Natural language region descriptions:
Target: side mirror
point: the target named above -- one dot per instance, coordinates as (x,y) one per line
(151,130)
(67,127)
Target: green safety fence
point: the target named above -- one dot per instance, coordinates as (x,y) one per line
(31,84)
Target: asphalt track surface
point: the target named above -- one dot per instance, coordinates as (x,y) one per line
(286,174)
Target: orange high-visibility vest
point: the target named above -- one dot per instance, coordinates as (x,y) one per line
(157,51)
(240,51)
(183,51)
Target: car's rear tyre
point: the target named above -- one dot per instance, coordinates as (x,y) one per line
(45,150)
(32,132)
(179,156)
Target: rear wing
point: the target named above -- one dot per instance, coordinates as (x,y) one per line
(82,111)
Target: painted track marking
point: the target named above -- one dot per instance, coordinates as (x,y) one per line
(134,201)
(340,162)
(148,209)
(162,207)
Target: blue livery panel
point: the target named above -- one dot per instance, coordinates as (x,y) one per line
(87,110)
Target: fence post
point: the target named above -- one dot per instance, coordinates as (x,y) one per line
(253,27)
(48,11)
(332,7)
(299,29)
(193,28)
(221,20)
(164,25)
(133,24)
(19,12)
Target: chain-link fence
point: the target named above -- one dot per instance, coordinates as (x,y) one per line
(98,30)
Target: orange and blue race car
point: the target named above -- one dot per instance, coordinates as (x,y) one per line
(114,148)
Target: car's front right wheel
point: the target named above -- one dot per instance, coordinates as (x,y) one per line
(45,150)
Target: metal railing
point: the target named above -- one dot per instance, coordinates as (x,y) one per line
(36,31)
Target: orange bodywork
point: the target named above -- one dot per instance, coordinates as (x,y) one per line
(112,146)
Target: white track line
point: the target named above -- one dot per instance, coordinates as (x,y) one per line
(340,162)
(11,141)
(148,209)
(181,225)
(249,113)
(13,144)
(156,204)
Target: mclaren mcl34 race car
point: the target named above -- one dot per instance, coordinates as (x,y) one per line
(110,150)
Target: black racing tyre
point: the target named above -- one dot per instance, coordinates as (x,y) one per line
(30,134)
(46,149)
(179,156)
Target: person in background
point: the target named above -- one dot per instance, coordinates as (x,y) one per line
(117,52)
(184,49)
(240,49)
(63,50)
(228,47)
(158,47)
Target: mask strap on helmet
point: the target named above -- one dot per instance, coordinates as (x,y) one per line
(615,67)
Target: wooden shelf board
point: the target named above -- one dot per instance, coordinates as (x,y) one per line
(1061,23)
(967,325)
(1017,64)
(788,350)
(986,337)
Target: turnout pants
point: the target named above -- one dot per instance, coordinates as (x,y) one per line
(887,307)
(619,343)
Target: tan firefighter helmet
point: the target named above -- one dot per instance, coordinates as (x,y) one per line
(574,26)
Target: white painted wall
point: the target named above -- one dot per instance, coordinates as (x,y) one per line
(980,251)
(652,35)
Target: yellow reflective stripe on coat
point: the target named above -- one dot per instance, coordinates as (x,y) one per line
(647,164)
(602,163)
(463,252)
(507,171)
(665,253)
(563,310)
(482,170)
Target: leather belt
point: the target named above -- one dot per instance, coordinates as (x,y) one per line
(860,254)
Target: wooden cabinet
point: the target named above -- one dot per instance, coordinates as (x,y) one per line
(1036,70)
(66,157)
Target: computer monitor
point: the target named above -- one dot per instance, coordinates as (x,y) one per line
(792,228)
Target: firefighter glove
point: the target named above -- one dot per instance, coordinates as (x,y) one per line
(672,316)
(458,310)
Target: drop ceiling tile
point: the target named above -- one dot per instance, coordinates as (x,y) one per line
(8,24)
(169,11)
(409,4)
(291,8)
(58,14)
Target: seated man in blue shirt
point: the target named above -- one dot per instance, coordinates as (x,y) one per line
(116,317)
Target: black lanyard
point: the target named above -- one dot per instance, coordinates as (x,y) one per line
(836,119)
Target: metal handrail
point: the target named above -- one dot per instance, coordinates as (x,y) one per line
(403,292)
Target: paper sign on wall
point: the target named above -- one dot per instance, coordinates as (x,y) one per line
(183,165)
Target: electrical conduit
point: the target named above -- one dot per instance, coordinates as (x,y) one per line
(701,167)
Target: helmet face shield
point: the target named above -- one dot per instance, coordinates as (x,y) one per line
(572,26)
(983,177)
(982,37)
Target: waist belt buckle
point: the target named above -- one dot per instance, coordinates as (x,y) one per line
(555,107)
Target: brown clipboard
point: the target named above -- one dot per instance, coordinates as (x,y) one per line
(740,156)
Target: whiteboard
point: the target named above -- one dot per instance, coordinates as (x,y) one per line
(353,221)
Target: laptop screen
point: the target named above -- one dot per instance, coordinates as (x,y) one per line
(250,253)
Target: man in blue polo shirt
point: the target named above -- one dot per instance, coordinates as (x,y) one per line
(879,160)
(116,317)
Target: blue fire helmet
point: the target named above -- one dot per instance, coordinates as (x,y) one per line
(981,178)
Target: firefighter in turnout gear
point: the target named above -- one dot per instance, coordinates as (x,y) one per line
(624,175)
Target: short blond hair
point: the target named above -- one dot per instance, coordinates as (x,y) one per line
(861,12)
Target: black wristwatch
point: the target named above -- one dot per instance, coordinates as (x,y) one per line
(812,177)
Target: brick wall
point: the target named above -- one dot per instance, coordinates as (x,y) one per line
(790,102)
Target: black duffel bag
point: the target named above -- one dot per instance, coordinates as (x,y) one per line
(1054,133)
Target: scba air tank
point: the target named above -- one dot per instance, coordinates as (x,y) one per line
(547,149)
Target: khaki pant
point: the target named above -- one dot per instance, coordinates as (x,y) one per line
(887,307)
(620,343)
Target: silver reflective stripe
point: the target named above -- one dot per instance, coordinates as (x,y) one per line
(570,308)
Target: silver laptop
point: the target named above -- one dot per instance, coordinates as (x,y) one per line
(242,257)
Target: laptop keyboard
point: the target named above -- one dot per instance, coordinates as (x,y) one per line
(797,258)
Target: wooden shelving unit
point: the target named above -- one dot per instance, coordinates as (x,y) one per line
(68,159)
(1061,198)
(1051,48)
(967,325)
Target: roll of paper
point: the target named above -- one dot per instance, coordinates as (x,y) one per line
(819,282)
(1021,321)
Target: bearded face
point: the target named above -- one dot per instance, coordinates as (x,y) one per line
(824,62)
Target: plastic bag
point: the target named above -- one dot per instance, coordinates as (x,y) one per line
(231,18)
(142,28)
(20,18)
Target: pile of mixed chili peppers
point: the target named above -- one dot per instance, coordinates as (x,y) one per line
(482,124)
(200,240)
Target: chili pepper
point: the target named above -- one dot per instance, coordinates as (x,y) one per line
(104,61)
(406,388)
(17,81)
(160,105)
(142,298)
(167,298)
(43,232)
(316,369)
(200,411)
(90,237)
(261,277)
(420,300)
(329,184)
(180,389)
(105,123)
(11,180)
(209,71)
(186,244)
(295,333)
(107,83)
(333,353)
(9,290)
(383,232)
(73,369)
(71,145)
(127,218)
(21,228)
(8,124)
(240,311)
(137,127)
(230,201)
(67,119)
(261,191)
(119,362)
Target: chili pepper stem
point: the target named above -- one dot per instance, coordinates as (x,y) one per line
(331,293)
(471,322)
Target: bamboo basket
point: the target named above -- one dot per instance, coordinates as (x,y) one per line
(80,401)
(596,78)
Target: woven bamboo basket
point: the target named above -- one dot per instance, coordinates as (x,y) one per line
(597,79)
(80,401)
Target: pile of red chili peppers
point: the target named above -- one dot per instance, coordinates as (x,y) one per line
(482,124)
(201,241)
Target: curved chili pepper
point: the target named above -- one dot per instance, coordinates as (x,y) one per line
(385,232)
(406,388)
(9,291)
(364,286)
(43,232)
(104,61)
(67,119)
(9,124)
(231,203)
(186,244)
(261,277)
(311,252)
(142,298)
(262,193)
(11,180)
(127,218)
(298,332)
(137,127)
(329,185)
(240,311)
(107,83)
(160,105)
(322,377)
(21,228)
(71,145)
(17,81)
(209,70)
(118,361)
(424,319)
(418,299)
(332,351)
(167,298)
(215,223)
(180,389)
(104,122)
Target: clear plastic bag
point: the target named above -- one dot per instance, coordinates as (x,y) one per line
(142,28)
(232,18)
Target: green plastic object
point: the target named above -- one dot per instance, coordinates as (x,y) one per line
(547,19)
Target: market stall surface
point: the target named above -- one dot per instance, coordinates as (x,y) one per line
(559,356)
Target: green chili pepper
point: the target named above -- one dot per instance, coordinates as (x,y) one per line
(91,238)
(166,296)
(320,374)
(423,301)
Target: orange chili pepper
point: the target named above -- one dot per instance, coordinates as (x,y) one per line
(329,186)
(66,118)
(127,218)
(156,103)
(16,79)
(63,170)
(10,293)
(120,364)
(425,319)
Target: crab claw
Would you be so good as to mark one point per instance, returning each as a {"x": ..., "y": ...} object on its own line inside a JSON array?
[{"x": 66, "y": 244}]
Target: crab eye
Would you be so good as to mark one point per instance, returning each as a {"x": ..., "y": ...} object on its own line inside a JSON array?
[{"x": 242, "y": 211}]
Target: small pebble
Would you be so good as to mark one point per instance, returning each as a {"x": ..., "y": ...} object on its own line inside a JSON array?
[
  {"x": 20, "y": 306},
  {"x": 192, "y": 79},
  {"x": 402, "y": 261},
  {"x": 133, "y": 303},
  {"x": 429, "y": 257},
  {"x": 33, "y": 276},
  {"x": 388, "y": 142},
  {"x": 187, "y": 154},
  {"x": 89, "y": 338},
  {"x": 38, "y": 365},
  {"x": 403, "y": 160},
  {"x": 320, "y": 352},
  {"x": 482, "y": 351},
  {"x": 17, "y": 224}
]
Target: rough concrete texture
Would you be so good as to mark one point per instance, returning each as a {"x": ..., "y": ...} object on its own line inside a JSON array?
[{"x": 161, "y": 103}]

● What the exercise asks: Every line of the records above where the string "basket" is found should be copied.

● Your response:
Target: bamboo basket
Target: woven bamboo basket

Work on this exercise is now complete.